Given task.
Return every line in the records below that contains the word "horizon".

Data entries:
-- Start --
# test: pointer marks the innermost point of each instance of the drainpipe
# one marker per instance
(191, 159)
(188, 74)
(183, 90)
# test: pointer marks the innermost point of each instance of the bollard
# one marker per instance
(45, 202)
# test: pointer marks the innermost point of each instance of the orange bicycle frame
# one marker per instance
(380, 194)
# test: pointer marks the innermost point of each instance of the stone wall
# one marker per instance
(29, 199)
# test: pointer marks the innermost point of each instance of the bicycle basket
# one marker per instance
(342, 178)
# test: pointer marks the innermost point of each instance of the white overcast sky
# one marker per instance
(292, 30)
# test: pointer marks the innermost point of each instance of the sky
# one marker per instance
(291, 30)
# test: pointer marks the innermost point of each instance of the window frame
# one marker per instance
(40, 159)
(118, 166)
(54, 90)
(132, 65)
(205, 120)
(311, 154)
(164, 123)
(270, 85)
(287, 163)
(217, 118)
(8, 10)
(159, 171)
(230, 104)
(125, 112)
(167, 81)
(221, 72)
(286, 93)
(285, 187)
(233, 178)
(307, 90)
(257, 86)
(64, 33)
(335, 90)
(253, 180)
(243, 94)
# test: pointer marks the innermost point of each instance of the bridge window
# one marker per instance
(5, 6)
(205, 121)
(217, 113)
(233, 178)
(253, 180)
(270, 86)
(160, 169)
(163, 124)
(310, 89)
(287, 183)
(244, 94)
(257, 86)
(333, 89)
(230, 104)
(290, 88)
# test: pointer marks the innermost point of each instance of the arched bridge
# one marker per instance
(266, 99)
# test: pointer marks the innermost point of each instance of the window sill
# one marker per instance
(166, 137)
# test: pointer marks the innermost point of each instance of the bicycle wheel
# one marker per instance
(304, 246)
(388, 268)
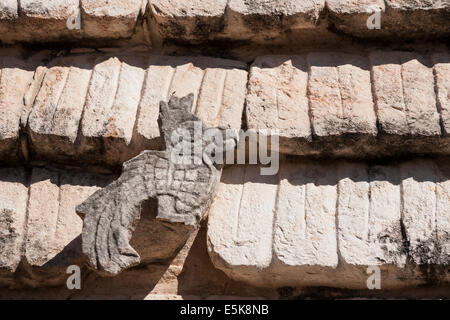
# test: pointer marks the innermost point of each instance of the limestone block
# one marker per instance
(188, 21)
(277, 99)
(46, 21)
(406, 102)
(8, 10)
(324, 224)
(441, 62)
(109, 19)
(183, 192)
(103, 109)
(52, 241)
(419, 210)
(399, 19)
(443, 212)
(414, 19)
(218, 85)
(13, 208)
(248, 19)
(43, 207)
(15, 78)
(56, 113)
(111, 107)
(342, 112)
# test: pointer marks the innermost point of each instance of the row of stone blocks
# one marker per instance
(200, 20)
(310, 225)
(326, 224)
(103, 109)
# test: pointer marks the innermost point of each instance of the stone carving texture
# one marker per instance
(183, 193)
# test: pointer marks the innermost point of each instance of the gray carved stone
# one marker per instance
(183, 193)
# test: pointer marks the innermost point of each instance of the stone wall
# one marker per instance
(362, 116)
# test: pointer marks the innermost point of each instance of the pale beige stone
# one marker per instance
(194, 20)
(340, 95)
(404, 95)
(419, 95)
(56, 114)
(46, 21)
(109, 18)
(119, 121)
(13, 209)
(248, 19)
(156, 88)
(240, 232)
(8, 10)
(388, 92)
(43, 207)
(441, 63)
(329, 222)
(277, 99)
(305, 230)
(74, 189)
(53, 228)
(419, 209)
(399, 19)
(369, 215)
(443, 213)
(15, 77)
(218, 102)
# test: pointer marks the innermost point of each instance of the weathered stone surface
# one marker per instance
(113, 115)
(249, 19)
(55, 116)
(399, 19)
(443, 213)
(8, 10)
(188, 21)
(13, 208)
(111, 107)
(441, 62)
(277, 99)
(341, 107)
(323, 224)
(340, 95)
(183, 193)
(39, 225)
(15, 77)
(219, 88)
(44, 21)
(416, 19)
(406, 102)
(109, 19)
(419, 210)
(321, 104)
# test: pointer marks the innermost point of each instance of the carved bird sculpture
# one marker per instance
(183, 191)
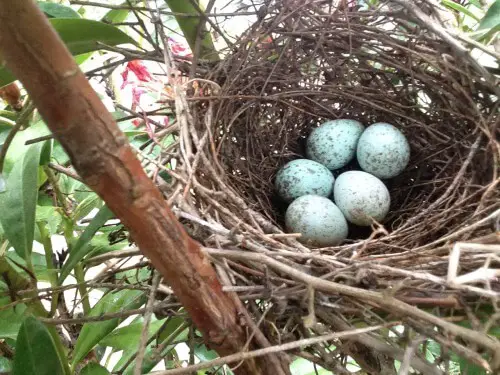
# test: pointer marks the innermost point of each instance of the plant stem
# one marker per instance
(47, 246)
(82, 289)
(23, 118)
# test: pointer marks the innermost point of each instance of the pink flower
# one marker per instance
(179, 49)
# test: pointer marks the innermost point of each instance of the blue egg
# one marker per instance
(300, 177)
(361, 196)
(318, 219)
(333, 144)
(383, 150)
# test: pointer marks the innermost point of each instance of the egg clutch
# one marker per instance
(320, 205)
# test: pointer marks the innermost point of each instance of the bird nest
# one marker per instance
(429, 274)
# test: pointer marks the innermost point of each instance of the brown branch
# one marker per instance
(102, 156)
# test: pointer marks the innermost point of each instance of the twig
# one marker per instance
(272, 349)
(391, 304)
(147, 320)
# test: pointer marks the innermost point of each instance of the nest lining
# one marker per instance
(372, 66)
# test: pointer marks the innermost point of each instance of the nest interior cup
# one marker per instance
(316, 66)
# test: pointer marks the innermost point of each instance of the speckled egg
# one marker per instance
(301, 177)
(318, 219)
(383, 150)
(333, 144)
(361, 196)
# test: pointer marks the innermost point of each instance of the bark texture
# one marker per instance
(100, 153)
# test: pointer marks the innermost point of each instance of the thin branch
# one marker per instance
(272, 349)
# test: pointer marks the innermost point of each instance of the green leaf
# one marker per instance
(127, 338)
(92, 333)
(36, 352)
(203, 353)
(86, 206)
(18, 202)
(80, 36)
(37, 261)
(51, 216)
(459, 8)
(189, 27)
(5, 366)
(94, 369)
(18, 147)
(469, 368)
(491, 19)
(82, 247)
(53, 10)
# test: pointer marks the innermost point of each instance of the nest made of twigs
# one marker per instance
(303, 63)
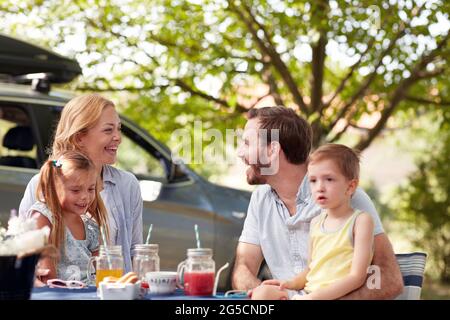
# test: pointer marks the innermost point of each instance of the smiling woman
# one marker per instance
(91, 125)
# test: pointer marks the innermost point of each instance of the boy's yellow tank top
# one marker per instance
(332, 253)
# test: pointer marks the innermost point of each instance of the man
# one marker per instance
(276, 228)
-- End --
-- Start --
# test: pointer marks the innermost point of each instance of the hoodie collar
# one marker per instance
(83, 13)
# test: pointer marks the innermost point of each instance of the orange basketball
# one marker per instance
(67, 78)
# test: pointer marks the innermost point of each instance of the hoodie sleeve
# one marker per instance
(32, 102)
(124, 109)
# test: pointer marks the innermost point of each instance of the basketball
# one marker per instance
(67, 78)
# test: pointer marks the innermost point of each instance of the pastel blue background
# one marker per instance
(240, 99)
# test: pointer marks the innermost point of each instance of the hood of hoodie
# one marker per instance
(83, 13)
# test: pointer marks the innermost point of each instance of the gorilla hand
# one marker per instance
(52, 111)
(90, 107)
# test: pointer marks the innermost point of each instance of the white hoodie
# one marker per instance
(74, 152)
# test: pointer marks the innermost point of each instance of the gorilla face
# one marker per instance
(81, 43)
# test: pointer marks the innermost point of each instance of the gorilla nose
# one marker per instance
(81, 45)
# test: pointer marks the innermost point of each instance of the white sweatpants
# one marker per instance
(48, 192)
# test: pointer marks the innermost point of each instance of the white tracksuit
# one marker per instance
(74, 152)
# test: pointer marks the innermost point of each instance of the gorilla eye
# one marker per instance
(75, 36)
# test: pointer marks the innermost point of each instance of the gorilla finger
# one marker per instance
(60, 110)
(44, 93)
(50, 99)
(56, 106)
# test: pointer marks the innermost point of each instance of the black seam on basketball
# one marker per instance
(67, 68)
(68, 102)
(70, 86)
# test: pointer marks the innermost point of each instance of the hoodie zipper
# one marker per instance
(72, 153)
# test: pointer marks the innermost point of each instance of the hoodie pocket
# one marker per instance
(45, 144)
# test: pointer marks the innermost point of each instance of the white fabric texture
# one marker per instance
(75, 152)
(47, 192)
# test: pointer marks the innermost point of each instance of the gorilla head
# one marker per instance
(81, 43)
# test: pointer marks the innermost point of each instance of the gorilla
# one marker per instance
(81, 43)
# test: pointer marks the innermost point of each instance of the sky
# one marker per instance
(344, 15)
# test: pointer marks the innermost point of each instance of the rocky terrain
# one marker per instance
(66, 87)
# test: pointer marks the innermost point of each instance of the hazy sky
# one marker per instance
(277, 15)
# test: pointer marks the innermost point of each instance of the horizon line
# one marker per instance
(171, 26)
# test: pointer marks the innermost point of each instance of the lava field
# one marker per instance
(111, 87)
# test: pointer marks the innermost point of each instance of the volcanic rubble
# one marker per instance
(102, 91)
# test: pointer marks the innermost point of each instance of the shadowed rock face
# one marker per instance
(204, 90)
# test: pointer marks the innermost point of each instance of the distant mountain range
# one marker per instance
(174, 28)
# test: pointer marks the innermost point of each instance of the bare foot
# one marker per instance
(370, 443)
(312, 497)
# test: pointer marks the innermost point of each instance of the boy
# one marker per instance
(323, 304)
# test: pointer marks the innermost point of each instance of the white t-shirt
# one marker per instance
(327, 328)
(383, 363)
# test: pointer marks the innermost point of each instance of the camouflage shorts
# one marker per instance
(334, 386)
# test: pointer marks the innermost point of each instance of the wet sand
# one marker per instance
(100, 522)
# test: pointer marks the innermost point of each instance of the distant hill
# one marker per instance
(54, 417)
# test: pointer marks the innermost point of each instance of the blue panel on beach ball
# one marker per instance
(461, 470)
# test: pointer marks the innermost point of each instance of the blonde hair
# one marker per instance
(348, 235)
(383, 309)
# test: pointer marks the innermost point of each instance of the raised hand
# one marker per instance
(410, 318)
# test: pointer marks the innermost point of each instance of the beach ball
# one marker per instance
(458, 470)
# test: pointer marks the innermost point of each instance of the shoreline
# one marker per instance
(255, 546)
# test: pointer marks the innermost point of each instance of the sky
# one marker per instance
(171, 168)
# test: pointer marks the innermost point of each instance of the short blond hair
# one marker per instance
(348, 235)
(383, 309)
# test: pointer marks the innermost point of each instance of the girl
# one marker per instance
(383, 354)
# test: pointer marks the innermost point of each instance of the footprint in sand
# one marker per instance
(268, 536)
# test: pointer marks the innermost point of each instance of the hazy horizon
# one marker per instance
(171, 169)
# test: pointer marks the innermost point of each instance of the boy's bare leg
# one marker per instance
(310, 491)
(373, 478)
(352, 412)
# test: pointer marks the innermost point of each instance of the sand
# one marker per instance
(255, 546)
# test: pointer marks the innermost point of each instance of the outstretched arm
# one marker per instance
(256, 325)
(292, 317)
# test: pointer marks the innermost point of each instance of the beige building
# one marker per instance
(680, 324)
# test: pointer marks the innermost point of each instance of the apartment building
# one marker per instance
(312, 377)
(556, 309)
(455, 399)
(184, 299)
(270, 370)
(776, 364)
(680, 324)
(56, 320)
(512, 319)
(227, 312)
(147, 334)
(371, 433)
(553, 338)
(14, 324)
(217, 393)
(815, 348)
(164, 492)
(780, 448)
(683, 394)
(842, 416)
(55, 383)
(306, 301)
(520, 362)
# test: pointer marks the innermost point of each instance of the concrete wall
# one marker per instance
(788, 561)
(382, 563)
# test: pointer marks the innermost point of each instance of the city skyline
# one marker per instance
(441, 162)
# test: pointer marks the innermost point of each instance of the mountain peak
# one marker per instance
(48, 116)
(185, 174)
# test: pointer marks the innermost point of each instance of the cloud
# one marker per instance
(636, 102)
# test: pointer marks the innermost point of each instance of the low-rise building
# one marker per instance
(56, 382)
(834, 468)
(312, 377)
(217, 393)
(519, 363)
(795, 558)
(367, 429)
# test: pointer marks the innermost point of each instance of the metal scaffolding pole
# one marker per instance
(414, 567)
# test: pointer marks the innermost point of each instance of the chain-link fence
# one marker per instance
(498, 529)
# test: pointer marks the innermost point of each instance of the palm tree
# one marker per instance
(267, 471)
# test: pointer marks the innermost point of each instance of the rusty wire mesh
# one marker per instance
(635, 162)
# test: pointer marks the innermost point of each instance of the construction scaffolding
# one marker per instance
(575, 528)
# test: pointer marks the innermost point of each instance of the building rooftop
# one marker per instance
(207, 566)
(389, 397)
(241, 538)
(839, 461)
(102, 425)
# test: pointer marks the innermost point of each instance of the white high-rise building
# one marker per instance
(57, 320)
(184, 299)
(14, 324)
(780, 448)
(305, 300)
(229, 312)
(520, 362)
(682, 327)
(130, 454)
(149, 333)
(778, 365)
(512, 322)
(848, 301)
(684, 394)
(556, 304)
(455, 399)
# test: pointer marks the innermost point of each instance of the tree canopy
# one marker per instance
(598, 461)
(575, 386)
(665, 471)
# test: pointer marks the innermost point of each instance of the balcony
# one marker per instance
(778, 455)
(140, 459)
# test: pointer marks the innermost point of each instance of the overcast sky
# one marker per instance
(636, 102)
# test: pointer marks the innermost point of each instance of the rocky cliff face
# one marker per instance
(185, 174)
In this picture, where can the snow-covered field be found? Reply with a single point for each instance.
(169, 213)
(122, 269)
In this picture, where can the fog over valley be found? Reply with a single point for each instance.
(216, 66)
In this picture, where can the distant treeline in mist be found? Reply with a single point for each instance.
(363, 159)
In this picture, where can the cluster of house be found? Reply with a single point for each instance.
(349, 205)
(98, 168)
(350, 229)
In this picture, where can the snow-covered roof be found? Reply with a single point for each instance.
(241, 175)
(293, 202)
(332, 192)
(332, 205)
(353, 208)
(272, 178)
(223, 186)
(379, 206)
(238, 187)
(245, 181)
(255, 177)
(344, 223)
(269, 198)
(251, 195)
-- End --
-- Start --
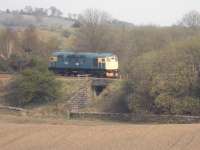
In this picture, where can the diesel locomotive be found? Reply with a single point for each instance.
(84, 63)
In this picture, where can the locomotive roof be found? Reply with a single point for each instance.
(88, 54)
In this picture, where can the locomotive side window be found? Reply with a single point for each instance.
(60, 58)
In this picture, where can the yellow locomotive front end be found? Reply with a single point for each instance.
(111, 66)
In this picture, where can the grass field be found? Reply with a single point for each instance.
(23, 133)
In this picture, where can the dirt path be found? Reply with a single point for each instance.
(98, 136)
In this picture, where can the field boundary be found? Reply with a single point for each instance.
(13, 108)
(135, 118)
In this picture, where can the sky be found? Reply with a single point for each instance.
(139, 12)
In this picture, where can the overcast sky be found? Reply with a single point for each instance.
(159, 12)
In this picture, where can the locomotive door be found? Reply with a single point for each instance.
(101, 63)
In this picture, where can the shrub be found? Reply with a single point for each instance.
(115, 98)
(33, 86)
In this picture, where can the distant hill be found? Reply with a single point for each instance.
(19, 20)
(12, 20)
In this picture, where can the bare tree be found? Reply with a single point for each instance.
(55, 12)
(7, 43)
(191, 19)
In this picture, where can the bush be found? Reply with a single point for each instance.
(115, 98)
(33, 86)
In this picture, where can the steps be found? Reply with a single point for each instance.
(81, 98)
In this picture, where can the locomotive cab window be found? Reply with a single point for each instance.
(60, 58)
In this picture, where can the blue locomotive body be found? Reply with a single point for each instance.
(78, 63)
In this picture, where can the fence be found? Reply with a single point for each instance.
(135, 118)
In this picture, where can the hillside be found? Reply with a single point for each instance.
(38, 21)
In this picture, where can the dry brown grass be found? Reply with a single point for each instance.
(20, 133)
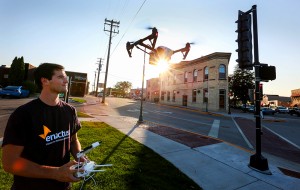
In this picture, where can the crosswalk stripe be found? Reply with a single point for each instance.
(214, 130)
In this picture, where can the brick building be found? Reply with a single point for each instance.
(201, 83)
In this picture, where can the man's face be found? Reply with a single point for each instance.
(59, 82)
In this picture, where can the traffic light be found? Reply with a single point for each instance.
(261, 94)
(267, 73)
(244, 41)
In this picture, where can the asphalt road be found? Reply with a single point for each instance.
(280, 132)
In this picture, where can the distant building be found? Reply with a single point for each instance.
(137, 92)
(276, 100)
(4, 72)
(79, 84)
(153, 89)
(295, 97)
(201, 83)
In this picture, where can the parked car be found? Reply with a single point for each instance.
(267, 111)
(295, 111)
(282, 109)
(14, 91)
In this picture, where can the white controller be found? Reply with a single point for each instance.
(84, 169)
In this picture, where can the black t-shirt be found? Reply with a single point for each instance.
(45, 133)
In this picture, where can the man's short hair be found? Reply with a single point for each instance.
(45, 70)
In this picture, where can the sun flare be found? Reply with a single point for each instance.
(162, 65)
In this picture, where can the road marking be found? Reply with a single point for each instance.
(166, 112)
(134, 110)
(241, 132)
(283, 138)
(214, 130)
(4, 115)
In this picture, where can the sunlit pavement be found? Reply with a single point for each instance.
-- End --
Exercise response.
# test: pointer marks the innermost point of each instance of the horizon line
# test: pointer marks the innermost point of each instance of the hazy horizon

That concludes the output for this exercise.